[Required task]
Collect each line in the records below that contains the word "white" and copy those lines out in full. Case counts.

+++

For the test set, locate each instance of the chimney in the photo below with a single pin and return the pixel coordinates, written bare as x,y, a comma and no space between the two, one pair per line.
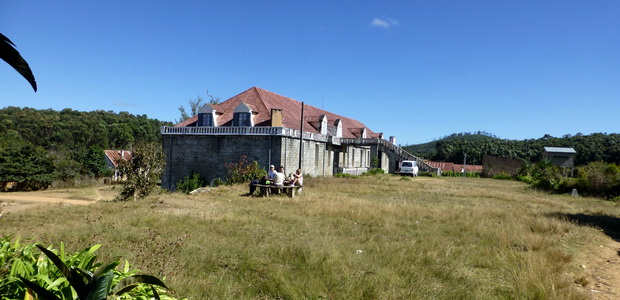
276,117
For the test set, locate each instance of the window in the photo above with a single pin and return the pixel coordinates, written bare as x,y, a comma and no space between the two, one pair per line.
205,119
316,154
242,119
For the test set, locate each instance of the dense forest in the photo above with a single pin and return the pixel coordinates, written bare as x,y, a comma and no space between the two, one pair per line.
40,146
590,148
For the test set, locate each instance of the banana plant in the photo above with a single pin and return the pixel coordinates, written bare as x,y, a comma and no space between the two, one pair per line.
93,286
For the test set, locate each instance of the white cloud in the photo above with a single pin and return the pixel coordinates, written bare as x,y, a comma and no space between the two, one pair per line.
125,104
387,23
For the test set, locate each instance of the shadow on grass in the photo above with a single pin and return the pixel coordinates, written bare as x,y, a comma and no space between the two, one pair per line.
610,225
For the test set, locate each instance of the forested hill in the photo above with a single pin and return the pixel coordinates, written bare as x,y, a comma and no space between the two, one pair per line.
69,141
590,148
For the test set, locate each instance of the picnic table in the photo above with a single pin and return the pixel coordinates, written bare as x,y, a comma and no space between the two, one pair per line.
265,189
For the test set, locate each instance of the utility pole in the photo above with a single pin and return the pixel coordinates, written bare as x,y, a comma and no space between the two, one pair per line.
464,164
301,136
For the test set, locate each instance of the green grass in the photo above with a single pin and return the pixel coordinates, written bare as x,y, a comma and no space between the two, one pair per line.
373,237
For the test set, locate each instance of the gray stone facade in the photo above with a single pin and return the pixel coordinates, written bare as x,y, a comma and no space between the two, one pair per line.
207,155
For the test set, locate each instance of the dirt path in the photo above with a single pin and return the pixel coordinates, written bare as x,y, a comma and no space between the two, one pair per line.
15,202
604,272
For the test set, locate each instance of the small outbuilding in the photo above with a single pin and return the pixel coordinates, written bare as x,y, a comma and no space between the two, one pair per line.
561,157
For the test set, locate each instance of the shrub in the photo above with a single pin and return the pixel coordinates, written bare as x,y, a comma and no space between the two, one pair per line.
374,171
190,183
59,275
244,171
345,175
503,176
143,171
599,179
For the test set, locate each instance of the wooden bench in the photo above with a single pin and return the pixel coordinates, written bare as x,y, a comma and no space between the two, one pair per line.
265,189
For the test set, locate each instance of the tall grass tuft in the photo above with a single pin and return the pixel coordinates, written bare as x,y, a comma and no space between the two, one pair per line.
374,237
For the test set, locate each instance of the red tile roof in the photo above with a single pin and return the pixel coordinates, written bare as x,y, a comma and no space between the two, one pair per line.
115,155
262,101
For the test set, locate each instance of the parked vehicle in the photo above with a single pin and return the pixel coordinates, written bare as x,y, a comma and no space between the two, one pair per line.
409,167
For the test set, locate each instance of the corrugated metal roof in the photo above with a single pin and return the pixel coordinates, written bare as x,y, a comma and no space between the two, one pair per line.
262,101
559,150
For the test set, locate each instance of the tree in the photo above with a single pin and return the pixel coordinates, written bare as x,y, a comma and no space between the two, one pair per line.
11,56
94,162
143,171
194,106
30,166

+++

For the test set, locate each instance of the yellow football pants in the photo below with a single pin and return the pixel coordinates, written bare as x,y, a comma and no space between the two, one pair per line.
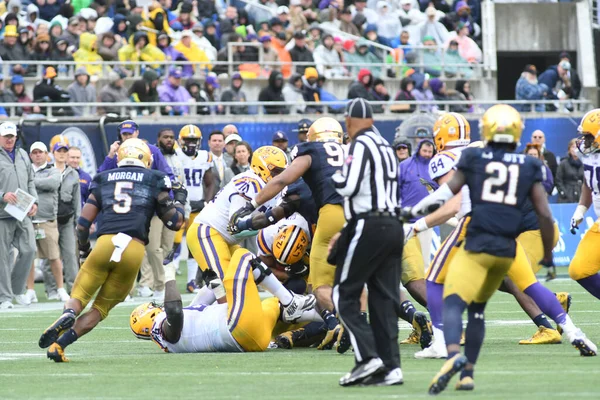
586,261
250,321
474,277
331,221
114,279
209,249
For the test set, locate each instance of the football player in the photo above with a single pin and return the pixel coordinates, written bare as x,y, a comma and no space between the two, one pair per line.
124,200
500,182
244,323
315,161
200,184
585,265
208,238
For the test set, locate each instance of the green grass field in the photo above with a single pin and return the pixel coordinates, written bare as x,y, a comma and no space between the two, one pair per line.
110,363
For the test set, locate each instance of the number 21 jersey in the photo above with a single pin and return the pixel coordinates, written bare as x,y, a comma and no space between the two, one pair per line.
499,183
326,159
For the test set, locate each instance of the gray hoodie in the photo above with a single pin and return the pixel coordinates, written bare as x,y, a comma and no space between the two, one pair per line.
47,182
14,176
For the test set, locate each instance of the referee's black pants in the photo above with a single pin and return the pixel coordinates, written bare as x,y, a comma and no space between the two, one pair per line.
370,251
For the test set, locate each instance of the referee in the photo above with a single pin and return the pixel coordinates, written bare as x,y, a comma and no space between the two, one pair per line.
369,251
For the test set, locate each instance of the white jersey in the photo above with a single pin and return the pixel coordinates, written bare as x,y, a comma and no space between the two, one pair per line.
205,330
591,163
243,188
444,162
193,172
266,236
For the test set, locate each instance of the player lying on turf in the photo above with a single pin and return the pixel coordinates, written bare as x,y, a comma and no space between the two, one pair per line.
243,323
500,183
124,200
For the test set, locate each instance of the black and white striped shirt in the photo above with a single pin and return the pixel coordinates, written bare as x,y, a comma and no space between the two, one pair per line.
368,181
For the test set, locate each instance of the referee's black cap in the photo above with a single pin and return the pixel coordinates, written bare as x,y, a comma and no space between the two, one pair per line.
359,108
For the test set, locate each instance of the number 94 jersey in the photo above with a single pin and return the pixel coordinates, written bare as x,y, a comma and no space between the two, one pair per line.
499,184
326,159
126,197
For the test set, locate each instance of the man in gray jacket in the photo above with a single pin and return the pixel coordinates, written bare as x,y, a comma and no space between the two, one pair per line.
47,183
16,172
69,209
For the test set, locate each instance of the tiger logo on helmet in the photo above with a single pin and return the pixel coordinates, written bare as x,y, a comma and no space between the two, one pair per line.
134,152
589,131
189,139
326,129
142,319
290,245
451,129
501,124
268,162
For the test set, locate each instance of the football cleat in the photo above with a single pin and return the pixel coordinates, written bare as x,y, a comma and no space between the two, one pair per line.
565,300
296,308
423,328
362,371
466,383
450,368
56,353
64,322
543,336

+++

[Answer for this exercise]
For the test set, locate each instance of the white cloud in the photo above with a single pin and return the pixel coordinates, written bare as x,y, a comma and no space between the two, one pair per line.
For the test set, locate each instance of the white jersey in the photo above with a single pin and return the pixel coordinates, written bare as x,y, a comma and no space between the two, one pair per line.
For the test set, locate each instance of the black and white striped shirt in the photo above with a single pin and return the pixel coordinates, written bare as x,y, a comma and no space between the two, one pair per line.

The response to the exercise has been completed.